═══ Data to use ═══

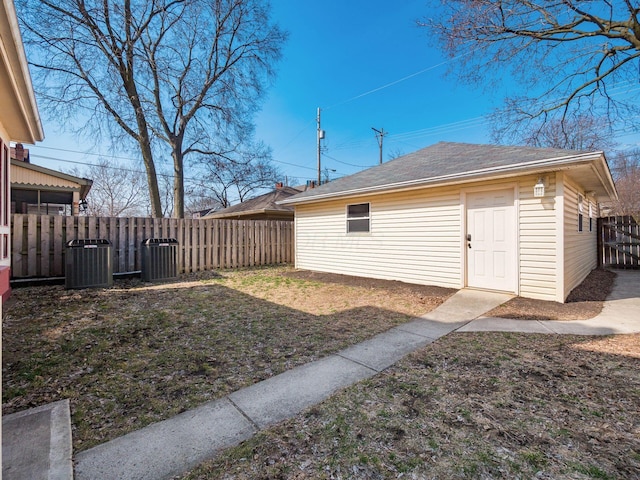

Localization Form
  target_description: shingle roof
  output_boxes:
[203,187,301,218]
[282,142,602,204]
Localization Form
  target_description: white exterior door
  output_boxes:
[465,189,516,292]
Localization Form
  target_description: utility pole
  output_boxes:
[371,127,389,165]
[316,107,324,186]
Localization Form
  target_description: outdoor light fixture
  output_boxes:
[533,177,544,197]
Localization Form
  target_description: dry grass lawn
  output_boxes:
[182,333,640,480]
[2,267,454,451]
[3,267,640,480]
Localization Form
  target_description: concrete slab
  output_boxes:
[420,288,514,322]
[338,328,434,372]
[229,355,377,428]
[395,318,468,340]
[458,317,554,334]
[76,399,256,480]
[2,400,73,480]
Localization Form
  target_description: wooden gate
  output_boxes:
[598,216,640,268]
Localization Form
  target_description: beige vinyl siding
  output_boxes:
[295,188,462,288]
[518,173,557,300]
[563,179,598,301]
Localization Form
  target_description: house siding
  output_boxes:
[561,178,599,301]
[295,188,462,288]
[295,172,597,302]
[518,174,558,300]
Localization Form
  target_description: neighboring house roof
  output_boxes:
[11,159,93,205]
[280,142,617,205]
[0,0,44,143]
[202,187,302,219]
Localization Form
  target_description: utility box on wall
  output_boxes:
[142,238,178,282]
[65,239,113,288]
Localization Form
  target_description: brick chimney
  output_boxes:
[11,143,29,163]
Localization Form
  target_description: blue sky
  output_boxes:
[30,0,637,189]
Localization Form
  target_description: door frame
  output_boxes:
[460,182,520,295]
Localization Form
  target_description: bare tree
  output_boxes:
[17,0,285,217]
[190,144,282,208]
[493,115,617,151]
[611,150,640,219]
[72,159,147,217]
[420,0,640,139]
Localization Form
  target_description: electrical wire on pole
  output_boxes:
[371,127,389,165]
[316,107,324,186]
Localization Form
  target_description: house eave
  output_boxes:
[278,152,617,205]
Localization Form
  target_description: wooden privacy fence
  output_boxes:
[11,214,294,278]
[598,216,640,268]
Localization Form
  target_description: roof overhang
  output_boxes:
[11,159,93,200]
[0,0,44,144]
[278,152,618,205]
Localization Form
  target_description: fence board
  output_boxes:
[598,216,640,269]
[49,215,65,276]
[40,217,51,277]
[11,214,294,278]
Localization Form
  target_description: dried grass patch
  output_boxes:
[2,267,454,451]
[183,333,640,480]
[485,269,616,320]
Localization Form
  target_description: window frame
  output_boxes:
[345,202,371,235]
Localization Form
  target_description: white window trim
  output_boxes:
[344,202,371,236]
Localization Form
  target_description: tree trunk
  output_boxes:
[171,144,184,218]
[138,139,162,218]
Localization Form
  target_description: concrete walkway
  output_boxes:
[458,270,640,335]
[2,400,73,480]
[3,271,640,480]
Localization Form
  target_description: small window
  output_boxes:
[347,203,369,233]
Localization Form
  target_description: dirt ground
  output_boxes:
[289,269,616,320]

═══

■ **What you have to do**:
How many lines in the material above contain the string "fence"? Case counts, and the reply should be only the number.

■ **Solution for this problem**:
2